**Aim**
Each line from the one that contains "One point goes on each instance of the helmet" to the end of the material must be set down exactly, and no line before it.

═══ Data section ═══

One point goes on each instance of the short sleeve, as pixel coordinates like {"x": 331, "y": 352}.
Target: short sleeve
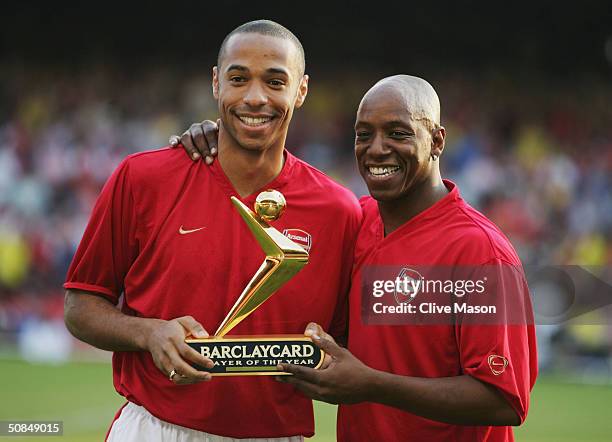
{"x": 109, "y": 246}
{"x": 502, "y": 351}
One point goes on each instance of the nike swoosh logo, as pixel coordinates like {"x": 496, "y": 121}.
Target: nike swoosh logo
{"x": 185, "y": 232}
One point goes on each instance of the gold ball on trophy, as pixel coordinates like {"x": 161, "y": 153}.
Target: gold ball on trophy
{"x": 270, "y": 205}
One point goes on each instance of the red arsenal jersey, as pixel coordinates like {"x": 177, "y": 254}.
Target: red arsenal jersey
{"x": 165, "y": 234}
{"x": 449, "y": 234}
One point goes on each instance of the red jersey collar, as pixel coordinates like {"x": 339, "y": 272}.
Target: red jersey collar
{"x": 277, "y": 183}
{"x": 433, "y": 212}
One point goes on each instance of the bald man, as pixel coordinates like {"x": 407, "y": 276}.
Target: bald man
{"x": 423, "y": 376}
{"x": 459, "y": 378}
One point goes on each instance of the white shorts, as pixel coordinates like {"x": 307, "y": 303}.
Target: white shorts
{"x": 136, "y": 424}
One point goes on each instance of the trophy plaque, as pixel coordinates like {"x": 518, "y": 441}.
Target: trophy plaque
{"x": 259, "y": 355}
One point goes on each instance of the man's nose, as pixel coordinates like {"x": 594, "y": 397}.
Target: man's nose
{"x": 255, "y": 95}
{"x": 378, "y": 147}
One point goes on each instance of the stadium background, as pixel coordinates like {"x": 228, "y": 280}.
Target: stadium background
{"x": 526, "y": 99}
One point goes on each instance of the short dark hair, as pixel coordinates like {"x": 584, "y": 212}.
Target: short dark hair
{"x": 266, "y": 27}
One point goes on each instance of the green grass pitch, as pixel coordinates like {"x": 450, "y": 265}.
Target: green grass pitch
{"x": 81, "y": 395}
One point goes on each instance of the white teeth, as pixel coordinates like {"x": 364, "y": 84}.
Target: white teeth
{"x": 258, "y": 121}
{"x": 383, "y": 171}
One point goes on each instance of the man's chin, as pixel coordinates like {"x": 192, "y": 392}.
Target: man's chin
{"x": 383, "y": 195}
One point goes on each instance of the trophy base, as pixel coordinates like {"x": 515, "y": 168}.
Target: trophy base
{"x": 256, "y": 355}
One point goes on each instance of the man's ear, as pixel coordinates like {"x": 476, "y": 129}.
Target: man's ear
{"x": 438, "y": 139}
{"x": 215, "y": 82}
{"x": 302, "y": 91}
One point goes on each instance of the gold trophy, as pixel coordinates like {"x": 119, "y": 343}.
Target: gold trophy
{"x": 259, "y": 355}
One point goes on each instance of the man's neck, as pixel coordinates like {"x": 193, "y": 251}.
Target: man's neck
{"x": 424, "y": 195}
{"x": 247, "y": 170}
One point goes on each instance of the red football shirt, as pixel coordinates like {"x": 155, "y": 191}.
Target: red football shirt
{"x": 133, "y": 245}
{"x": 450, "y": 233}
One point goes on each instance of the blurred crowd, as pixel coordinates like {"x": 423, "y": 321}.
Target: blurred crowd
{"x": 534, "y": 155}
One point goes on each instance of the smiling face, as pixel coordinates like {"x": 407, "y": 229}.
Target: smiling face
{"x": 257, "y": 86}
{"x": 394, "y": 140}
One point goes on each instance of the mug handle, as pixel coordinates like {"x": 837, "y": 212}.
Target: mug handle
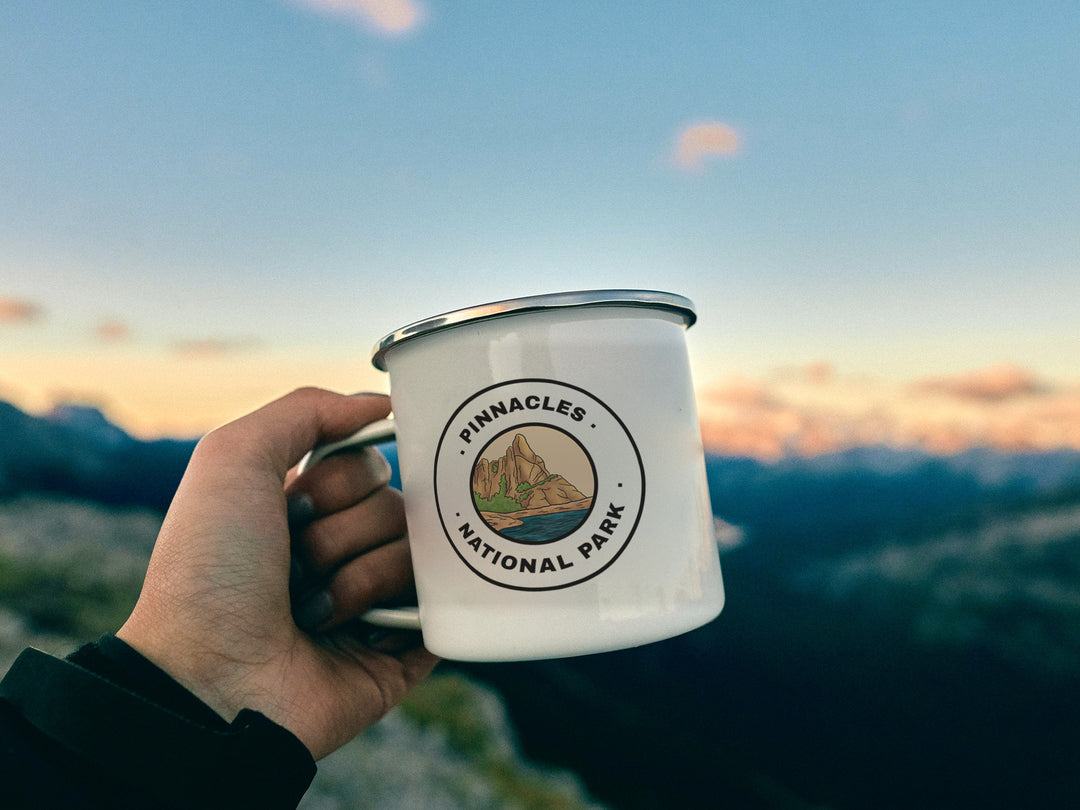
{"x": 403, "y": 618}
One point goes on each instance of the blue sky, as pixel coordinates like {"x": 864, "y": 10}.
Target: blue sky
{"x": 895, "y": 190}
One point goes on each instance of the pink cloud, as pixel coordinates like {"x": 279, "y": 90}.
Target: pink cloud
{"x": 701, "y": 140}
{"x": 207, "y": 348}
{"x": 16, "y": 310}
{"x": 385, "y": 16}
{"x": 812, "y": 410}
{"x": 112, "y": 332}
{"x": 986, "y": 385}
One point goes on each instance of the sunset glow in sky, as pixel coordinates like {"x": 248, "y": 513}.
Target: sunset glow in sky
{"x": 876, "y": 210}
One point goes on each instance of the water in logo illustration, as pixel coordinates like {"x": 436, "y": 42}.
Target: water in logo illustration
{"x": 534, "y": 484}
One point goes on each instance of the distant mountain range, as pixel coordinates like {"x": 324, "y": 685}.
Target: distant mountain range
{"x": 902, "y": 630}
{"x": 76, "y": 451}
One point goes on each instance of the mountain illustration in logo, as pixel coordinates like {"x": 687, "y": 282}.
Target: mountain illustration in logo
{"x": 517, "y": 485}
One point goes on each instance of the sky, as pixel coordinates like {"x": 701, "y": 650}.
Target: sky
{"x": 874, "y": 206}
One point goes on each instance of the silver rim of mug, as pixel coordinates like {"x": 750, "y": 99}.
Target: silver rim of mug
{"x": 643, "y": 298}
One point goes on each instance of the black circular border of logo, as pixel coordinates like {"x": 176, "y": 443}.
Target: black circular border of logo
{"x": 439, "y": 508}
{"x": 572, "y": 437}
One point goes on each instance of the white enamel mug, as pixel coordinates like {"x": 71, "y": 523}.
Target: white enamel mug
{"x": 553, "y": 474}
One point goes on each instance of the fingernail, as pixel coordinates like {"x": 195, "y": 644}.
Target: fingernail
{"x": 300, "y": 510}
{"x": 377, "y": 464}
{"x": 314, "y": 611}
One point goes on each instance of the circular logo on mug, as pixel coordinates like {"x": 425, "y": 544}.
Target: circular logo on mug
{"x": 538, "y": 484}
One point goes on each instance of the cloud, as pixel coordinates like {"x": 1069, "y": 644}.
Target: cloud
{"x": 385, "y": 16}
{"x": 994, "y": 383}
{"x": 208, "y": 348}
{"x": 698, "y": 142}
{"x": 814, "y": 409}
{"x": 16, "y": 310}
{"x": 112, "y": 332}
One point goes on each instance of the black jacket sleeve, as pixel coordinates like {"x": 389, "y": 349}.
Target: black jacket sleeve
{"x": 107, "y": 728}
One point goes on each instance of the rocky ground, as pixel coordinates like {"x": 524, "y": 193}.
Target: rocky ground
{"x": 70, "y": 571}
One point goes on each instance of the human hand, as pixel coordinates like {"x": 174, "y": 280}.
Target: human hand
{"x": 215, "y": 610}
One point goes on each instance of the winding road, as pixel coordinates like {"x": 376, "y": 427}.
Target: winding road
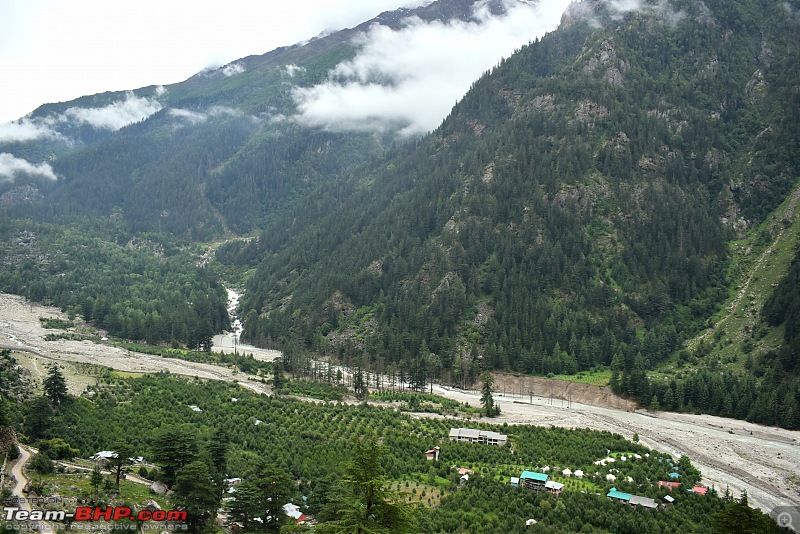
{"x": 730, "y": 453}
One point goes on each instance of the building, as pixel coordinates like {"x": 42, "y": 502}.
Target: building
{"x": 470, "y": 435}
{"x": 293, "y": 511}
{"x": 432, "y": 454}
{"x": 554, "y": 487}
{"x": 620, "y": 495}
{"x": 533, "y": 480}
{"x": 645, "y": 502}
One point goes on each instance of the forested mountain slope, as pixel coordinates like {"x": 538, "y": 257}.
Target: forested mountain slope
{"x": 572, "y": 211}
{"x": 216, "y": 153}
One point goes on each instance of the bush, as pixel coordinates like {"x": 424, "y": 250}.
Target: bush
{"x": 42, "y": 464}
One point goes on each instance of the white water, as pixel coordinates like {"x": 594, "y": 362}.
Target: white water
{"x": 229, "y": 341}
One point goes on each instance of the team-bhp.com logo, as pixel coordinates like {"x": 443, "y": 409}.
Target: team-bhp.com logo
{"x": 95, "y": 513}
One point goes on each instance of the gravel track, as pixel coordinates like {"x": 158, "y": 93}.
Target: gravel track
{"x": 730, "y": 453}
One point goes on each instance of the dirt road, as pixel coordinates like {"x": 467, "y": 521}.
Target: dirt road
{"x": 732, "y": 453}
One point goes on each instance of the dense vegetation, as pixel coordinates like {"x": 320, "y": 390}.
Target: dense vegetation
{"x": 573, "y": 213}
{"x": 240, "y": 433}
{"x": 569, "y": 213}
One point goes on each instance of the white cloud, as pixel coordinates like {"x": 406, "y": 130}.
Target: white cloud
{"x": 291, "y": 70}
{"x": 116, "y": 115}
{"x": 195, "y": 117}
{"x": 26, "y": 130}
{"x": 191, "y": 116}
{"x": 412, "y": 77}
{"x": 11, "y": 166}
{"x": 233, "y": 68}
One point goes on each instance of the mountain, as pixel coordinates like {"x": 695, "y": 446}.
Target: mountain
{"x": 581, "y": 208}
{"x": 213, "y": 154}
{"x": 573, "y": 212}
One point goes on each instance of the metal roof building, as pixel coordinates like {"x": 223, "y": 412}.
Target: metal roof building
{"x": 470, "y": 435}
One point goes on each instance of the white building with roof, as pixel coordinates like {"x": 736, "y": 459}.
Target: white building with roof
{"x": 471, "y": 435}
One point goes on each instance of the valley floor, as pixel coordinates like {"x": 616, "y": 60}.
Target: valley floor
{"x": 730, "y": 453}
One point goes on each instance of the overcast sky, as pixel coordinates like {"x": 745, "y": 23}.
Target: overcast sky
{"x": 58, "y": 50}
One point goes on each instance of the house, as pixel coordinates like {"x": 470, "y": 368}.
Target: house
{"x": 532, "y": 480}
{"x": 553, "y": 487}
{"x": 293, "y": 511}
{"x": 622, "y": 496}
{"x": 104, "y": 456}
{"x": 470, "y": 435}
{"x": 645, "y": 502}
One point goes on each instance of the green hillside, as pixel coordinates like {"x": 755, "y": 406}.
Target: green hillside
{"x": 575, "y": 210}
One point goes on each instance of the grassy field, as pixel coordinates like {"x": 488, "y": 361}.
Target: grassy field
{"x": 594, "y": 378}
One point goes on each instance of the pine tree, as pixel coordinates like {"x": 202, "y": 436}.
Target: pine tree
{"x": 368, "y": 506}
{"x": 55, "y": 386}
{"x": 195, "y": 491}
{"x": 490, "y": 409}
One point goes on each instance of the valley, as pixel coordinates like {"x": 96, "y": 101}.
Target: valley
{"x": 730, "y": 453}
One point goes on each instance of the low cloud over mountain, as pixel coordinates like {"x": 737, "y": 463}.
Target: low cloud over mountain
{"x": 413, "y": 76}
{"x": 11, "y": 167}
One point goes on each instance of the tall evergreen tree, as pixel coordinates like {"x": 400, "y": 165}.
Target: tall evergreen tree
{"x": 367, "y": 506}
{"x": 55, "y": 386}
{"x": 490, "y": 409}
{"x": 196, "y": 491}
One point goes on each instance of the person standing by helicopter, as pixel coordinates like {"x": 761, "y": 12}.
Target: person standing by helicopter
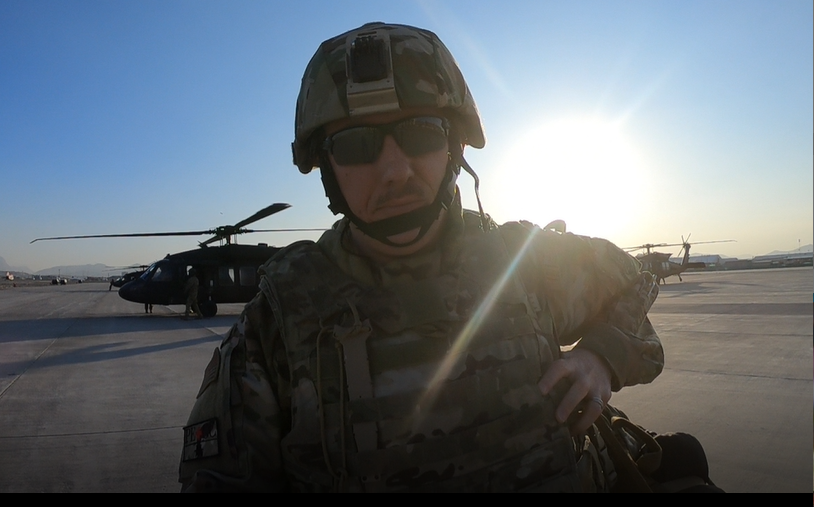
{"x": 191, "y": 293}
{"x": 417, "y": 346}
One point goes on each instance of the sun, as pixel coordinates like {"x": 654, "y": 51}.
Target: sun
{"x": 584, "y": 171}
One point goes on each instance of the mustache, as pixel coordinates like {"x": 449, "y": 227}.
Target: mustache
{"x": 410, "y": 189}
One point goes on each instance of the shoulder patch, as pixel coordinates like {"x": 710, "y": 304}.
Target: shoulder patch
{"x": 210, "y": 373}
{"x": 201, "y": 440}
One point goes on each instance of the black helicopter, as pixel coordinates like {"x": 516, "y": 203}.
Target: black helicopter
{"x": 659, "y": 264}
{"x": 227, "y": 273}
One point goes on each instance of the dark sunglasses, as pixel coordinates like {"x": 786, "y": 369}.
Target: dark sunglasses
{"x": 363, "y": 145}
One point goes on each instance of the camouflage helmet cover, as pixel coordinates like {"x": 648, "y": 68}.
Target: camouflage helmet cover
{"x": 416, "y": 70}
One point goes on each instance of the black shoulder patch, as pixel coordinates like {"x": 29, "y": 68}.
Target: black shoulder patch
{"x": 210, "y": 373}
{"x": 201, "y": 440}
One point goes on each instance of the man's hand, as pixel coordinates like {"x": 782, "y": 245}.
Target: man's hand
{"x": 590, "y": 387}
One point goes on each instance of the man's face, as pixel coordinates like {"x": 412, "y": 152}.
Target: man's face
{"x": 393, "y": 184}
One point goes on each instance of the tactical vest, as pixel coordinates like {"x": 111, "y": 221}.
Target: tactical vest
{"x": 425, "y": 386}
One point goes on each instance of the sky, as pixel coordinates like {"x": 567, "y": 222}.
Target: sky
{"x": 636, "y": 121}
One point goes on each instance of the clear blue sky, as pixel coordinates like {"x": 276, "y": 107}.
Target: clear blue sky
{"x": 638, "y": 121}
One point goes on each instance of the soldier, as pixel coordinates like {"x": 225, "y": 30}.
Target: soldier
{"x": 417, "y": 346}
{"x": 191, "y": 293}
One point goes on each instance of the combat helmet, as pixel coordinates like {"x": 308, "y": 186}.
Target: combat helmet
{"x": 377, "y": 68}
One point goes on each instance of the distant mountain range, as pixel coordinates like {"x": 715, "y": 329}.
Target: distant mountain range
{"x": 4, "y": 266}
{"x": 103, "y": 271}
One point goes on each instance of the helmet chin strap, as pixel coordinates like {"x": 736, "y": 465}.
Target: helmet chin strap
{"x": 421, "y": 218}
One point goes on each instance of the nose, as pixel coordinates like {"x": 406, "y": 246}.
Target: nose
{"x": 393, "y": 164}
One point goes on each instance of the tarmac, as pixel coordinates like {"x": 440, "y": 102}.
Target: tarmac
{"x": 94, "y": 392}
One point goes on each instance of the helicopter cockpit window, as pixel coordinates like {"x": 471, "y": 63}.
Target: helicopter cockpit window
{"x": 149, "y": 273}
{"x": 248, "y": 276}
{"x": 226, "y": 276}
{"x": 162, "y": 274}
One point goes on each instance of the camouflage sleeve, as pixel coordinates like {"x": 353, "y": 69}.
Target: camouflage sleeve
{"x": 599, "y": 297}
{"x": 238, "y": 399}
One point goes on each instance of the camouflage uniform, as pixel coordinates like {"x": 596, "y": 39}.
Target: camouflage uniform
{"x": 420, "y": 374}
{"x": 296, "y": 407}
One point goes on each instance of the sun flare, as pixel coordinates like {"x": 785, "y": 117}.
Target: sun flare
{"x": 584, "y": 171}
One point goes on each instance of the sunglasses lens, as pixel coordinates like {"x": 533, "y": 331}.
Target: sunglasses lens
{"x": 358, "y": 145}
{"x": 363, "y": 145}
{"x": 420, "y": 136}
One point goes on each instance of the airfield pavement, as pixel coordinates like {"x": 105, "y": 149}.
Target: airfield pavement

═══

**Answer to the task**
One point goes on each instance of the helmet chin strap, as pixel coordinates like {"x": 736, "y": 465}.
Target: helmet chin strap
{"x": 421, "y": 218}
One point goes on each instance of the nose, as pixel coordinates like {"x": 406, "y": 246}.
Target: nose
{"x": 393, "y": 164}
One point goes on each instance of the tarmac, as pixel coordinates like {"x": 440, "y": 102}.
Target: tarmac
{"x": 94, "y": 392}
One point goes on each instance of the helicopter cockpit window, as pixel coordinates like {"x": 471, "y": 63}.
Target: helicopter cockpit window
{"x": 149, "y": 273}
{"x": 248, "y": 276}
{"x": 226, "y": 276}
{"x": 162, "y": 274}
One point goes on each instance of the camouflage sleeve, as pixel coordinates like {"x": 353, "y": 69}.
Target: camouflage sleeve
{"x": 599, "y": 297}
{"x": 238, "y": 399}
One point goes on each instance of the camouflage uniform, as pixel coordinates like {"x": 596, "y": 39}.
Target: camouflage uniform
{"x": 420, "y": 374}
{"x": 296, "y": 407}
One point goes on each instance of the sun flare, as pixel coordinates like {"x": 785, "y": 117}.
Target: sun flare
{"x": 584, "y": 171}
One point goes on each instance of the sunglasses lens, as pixel coordinates like {"x": 533, "y": 331}.
Target: sunglasses lens
{"x": 358, "y": 145}
{"x": 363, "y": 145}
{"x": 420, "y": 136}
One point goes on each instance of the airfield pavement, as pixel coordinates like {"x": 105, "y": 149}.
Target: airfield pavement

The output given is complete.